About this exercise: Beneath this line are the data; copy exactly the part of them that opens with the line containing "positive clicks: (77, 251)" and closes with the line containing "225L44 241L86 259L101", and only that part.

Material provided:
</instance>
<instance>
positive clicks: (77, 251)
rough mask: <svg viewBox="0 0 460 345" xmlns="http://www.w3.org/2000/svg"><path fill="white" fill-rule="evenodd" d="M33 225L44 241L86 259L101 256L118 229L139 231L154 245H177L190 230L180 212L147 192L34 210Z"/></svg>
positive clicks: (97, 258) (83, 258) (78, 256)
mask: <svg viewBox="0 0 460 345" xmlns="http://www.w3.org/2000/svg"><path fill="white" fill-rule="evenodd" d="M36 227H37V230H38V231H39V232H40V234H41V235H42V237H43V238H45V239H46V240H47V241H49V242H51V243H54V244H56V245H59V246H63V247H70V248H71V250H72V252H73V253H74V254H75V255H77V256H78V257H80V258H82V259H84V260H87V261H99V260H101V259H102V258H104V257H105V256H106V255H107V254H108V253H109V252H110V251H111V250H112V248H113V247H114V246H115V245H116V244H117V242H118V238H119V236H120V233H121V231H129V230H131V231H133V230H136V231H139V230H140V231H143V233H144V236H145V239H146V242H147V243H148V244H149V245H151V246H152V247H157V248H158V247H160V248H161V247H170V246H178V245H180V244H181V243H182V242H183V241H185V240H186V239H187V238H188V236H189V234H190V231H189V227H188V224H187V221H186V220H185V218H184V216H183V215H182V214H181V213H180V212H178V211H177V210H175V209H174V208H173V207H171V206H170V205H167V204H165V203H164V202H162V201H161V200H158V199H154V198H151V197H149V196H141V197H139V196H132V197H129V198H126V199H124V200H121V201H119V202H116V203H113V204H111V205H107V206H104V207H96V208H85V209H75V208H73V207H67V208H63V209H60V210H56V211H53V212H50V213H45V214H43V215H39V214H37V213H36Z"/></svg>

==

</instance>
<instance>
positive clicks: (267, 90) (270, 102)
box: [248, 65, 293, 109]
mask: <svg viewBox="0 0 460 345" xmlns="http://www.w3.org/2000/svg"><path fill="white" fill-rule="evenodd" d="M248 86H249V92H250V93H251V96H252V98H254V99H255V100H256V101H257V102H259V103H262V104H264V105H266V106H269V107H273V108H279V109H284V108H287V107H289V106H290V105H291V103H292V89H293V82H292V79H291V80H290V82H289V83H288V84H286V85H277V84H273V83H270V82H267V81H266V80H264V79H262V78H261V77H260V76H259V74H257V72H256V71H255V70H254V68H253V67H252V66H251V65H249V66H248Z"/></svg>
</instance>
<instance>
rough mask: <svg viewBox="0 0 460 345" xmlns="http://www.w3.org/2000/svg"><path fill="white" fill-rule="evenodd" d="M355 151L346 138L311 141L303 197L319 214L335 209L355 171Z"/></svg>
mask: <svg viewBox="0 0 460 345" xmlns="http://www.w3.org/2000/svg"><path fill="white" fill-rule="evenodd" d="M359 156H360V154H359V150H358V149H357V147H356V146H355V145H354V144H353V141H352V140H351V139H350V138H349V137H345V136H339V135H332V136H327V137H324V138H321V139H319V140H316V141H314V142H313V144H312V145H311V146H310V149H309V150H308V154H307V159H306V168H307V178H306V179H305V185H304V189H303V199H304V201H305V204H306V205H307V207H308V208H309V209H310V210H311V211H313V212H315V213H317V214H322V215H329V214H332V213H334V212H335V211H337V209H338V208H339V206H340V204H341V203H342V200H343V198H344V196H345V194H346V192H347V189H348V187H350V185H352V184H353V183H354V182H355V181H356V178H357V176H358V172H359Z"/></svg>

Answer to the exercise:
positive clicks: (77, 251)
rough mask: <svg viewBox="0 0 460 345" xmlns="http://www.w3.org/2000/svg"><path fill="white" fill-rule="evenodd" d="M33 225L44 241L86 259L101 256L118 229L139 231L154 245H177L190 230L180 212L147 192L34 210Z"/></svg>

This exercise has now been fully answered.